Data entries
┌──

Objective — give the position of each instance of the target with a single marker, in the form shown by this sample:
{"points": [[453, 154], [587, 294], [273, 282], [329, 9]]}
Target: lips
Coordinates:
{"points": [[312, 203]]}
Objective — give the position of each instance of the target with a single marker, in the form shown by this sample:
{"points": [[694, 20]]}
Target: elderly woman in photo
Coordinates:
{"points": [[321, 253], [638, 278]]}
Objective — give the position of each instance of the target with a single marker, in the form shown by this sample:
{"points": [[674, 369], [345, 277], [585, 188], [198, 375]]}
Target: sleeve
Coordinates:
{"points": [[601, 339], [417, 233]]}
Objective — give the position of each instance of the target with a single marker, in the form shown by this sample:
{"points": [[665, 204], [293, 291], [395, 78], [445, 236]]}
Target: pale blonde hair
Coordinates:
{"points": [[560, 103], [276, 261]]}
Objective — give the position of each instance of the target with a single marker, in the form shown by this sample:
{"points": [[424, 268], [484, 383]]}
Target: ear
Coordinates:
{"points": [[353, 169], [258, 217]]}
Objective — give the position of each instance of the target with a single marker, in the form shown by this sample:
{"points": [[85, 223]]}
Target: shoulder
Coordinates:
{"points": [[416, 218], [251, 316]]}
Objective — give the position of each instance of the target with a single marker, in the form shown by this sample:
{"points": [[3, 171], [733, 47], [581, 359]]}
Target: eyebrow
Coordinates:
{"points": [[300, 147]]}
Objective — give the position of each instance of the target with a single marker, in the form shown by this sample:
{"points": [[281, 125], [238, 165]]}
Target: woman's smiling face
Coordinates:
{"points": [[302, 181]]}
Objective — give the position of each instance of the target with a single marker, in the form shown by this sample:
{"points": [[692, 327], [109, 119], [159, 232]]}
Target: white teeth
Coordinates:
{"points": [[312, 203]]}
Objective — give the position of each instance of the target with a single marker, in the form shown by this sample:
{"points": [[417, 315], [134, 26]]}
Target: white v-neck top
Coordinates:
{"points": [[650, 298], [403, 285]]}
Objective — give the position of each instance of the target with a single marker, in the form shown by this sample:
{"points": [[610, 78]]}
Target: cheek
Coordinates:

└──

◆ Task objective: Identify and copy every line above that contains the word "white".

◆ Output for this task:
Target: white teeth
Target: white v-neck top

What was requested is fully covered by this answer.